───── Extrait cité

Immigration : Comment le gouvernement n’a tiré aucune leçon de sa mauvaise alliance avec LR depuis les retraites

Élisabeth Borne et Gérald Darmanin lors d’une réunion à Matignon le 30 juin. (illustration)
STEPHANE LEMOUTON / AFP Élisabeth Borne et Gérald Darmanin lors d’une réunion à Matignon le 30 juin. (illustration)

POLITIQUE - « Debout les campeurs et ô les cœurs, n’oubliez pas vos bottes parce que ça caille aujourd’hui ». Voilà ce qu’entend inexorablement Bill Murray au réveil, condamné à revivre la même boucle spatiotemporelle dans le film Un jour sans fin du cinéaste Harold Ramis. Si ce n’est pas le jour de la marmotte que doit subir le gouvernement, le scénario de sa paralysie à l’Assemblée se répète avec une similitude déconcertante.

Car si ce n’est l’issue d’une motion de rejet, qui a été fatale lundi 11 décembre au texte porté par Gérald Darmanin, l’exécutif bute sur le même obstacle depuis le résultat des élections législatives de 2022 : une majorité relative, qui l’incite à vouloir négocier avec Les Républicains, seule force politique perçue comme étant en capacité idéologique de toper avec le gouvernement. Or, la réforme des retraites l’a démontré. La Macronie ne peut rien attendre du groupe présidé par Olivier Marleix, lui-même traversé par des divisions qui, bien loin de faire le jeu de l’exécutif, l’empêchent de bâtir une « majorité de projet ».

« On a déjà payé pour voir »

Et ce, même sur des sujets chers à la droite, que ce soit sur l’allongement de l’âge légal du départ à la retraite, toujours défendu par Les Républicains, ou l’immigration, colonne vertébrale de son ADN. Un sujet sur lequel le parti d’Éric Ciotti réclamait de longue date un débat devant le Parlement. Mais dans un contexte où LR ne cesse de se droitiser afin de conserver son étiquette de formation d’opposition, et sans négliger les rancœurs envers un Emmanuel Macron qui a cassé le bipartisme en débauchant allégrement au sein du parti de droite, cette force d’appoint sur laquelle misait l’exécutif est devenue son point faible.

──────────
───── Données à traiter

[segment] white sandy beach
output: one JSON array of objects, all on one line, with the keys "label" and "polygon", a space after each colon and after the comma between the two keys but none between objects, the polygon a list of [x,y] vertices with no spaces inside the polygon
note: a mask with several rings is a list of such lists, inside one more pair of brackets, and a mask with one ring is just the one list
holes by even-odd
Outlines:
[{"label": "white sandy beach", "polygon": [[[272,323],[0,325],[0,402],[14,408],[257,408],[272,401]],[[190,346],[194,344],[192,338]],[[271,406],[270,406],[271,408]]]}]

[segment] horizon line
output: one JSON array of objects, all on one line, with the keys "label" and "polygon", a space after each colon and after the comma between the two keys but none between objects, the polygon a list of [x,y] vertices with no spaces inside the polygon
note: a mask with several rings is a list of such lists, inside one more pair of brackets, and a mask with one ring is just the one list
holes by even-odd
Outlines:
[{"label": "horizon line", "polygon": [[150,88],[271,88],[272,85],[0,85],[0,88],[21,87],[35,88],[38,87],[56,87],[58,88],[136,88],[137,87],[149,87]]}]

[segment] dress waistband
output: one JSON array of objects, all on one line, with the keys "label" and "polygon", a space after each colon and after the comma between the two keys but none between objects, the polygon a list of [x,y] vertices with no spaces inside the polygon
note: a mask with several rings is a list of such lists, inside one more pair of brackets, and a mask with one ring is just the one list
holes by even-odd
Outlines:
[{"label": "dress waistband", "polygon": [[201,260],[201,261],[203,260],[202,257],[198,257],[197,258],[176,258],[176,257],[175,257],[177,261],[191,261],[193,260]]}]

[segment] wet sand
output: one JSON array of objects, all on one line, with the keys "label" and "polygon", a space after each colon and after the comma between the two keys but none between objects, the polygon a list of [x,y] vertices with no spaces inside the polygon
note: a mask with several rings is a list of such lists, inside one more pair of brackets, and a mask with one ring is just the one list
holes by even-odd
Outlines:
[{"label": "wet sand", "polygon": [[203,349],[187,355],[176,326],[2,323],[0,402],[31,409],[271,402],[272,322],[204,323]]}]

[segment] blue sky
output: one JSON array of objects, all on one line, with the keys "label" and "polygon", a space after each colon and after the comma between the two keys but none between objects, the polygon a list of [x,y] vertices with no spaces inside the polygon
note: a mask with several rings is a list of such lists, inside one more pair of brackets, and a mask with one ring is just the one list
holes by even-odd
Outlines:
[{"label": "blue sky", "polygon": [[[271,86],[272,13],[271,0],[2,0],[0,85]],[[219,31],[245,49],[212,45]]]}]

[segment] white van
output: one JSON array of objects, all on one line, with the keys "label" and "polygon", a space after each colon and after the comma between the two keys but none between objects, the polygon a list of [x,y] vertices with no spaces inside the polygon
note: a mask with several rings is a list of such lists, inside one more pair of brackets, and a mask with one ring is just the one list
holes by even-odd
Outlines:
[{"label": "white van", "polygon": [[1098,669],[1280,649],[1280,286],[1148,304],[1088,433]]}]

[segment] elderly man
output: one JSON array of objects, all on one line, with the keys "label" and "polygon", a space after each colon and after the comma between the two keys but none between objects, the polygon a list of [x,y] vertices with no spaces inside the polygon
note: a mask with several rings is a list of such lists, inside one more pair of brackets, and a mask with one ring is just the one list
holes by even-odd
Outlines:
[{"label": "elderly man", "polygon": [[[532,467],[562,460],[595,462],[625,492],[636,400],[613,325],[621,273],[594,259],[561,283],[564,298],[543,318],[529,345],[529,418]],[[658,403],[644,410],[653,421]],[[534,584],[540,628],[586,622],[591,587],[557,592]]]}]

──────────

Exercices à traiter
1 > Reproduisez à l'identique les lignes du listing allant de celle qui contient « [segment] white van » jusqu'à la fin du listing, cette première ligne comprise.
2 > Prolongez l'article sur les relations entre l'exécutif et Les Républicains au-delà de sa dernière phrase.

Résultats attendus
1 >
[segment] white van
output: one JSON array of objects, all on one line, with the keys "label" and "polygon", a space after each colon and after the comma between the two keys but none between objects, the polygon a list of [x,y] vertices with no spaces inside the polygon
note: a mask with several rings is a list of such lists, inside one more pair of brackets, and a mask with one ring is just the one list
holes by even-odd
Outlines:
[{"label": "white van", "polygon": [[1098,669],[1280,649],[1280,286],[1148,304],[1088,433]]}]

[segment] elderly man
output: one JSON array of objects, all on one line, with the keys "label" and "polygon", a space after each colon and after the comma between the two keys but none between objects, the polygon a list of [x,y] vertices with no spaces inside the polygon
note: a mask with several rings is a list of such lists, inside one more pair of brackets, and a mask with one ring is just the one list
holes by even-odd
Outlines:
[{"label": "elderly man", "polygon": [[[532,467],[562,460],[595,462],[625,492],[636,400],[613,325],[621,273],[594,259],[561,283],[564,298],[543,318],[529,345],[529,418]],[[658,403],[644,410],[653,421]],[[534,584],[540,628],[586,622],[591,587],[557,592]]]}]

2 >
Ce que reconnaît auprès du HuffPost un conseiller ministériel. « On sait que LR n’est pas fiable parce que très faible. On a déjà payé pour voir une fois. Ils sont condamnés à faire de la politique par coups puisqu’ils n’ont plus de ligne, ni de leader, ni d’espace politique », décrypte notre interlocuteur. Raison pour laquelle, selon lui, le parti de droite « a décidé d’infliger une seconde claque à la majorité » sur l’immigration, après le fiasco de la réforme des retraites, qui n’était pas loin d’être fatale à Élisabeth Borne. Malgré cet avertissement sérieux, le gouvernement a répété sur l’immigration les mêmes erreurs qu’au printemps dernier. Les députés LR dénoncent la copie du gouvernement ? La Macronie y voit du bluff visant à faire monter les enchères, répète que la « sérénité » domine et juge que la droite ne saurait sanctionner un texte proche de ses idées.

La même chorégraphie

La situation se tend dans la dernière ligne droite ? Les ministres et entourages font chauffer les téléphones pour s’assurer des votes, comme les investisseurs mal inspirés sombrent dans le « panic-buy » en voyant leurs certitudes sur le marché s’effondrer. Ce mardi 12 décembre, les socialistes rapportent à Libération que le député PS de l’Eure Philippe Brun a été contacté la semaine dernière par le cabinet de Gérald Darmanin qui lui a proposé une brigade de gendarmerie en Ardèche en échange de son opposition à la motion de rejet… Avant de réaliser que la proposition ministérielle était en fait destinée à son homonyme, le député LR Fabrice Brun.

« Il a cru jusqu’au dernier moment pouvoir gagner des voix par-ci par-là, mais il s’est mis dans l’impasse », explique au quotidien le député socialiste Arthur Delaporte. De quoi rappeler les heures plus tendues de la réforme des retraites, quand plusieurs députés LR accusaient le gouvernement de vouloir acheter leur vote contre des faveurs à destination de leur circonscription. En parallèle, l’aile gauche de la Macronie s’estime lésée, et multiplie les sorties médiatiques compliquant les perspectives de sceller un accord. Au printemps : sur les mesures d’équilibre de la réforme des retraites et le report de l’âge légal. Ces dernières semaines : sur l’article 3 du projet de loi, relatif à la régularisation des travailleurs sans papier dans les métiers tensions. Exactement la même chorégraphie. Avec les mêmes acteurs.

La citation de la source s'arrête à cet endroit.